Object detection data:

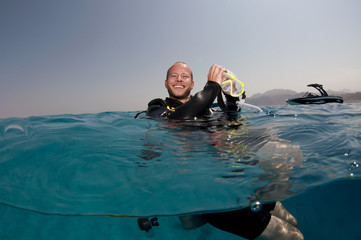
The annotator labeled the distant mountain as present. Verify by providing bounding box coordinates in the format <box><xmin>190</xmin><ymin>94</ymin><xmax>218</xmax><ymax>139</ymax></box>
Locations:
<box><xmin>246</xmin><ymin>89</ymin><xmax>361</xmax><ymax>106</ymax></box>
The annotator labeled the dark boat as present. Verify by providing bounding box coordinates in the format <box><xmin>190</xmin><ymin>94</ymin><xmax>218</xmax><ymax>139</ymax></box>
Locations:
<box><xmin>286</xmin><ymin>83</ymin><xmax>343</xmax><ymax>105</ymax></box>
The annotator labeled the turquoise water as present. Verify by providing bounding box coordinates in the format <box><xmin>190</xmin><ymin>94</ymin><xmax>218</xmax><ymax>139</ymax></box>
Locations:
<box><xmin>0</xmin><ymin>104</ymin><xmax>361</xmax><ymax>239</ymax></box>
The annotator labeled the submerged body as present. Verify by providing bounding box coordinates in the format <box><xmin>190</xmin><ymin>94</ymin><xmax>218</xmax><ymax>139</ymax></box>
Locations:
<box><xmin>147</xmin><ymin>62</ymin><xmax>303</xmax><ymax>240</ymax></box>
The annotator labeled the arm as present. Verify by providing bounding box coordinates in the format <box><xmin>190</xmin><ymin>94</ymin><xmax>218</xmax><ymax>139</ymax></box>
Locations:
<box><xmin>147</xmin><ymin>81</ymin><xmax>221</xmax><ymax>120</ymax></box>
<box><xmin>167</xmin><ymin>81</ymin><xmax>221</xmax><ymax>120</ymax></box>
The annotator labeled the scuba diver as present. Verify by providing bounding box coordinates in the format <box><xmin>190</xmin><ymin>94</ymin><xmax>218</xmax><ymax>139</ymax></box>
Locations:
<box><xmin>146</xmin><ymin>62</ymin><xmax>303</xmax><ymax>240</ymax></box>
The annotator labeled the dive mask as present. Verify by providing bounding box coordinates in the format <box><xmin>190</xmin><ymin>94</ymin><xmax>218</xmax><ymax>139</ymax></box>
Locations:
<box><xmin>222</xmin><ymin>70</ymin><xmax>244</xmax><ymax>97</ymax></box>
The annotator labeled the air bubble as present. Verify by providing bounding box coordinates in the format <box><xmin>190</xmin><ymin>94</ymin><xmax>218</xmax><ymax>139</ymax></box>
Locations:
<box><xmin>251</xmin><ymin>201</ymin><xmax>262</xmax><ymax>212</ymax></box>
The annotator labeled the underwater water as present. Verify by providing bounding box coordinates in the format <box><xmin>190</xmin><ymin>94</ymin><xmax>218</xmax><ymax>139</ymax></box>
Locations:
<box><xmin>0</xmin><ymin>104</ymin><xmax>361</xmax><ymax>239</ymax></box>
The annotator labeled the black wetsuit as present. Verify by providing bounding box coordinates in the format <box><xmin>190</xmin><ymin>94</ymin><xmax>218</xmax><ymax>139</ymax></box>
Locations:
<box><xmin>147</xmin><ymin>81</ymin><xmax>275</xmax><ymax>239</ymax></box>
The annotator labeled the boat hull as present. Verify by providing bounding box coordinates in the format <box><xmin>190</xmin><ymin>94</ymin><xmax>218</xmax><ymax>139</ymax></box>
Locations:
<box><xmin>286</xmin><ymin>96</ymin><xmax>343</xmax><ymax>105</ymax></box>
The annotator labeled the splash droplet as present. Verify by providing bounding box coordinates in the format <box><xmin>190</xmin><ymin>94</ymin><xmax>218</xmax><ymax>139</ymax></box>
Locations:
<box><xmin>4</xmin><ymin>124</ymin><xmax>25</xmax><ymax>134</ymax></box>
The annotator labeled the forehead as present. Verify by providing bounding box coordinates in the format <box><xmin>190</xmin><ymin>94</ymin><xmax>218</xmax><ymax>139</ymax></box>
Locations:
<box><xmin>169</xmin><ymin>63</ymin><xmax>191</xmax><ymax>73</ymax></box>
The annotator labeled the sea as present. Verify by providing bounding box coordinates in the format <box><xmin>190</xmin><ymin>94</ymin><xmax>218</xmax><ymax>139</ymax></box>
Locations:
<box><xmin>0</xmin><ymin>103</ymin><xmax>361</xmax><ymax>240</ymax></box>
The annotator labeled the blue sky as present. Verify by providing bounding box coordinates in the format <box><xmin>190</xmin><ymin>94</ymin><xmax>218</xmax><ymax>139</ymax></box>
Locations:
<box><xmin>0</xmin><ymin>0</ymin><xmax>361</xmax><ymax>118</ymax></box>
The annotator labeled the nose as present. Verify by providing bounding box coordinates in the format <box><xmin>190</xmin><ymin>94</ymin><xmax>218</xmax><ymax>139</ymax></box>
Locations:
<box><xmin>177</xmin><ymin>74</ymin><xmax>183</xmax><ymax>82</ymax></box>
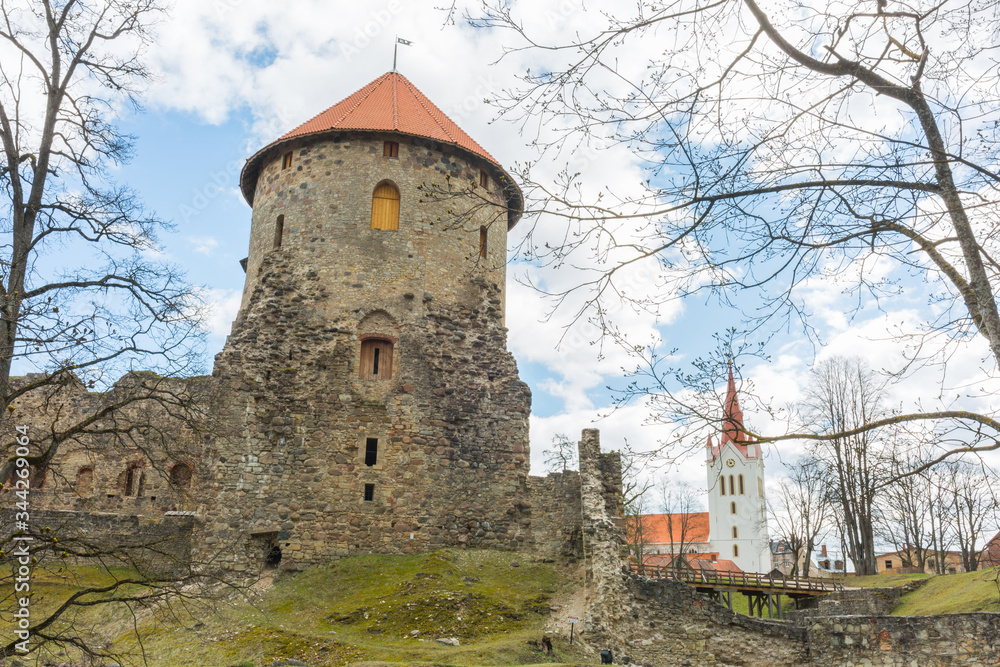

BRIEF »
Write out the stretch of lines from the one containing "The annotator labeled the forehead" through the end of the lines, requests included, offsetting every bounding box coordinate in the answers by 10 but leaving the requests and their format samples unchanged. Omit the pictures.

SOLUTION TO THIS PROBLEM »
The annotator labeled the forehead as present. Verify by providing bounding box coordinates in the format <box><xmin>190</xmin><ymin>94</ymin><xmax>218</xmax><ymax>139</ymax></box>
Locations:
<box><xmin>179</xmin><ymin>73</ymin><xmax>201</xmax><ymax>83</ymax></box>
The annotator labeled the sea as present. Verify by providing bounding box coordinates in the format <box><xmin>190</xmin><ymin>94</ymin><xmax>218</xmax><ymax>139</ymax></box>
Locations:
<box><xmin>10</xmin><ymin>113</ymin><xmax>371</xmax><ymax>250</ymax></box>
The annotator labeled the blue sky as present. Verify by providing bounding box coordinates in the format <box><xmin>190</xmin><ymin>94</ymin><xmax>218</xmax><ymax>139</ymax></box>
Locations:
<box><xmin>10</xmin><ymin>10</ymin><xmax>371</xmax><ymax>128</ymax></box>
The annotator labeled the nose as present. Verify by providing bounding box coordinates in the format <box><xmin>190</xmin><ymin>94</ymin><xmax>218</xmax><ymax>139</ymax></box>
Locations:
<box><xmin>187</xmin><ymin>84</ymin><xmax>193</xmax><ymax>92</ymax></box>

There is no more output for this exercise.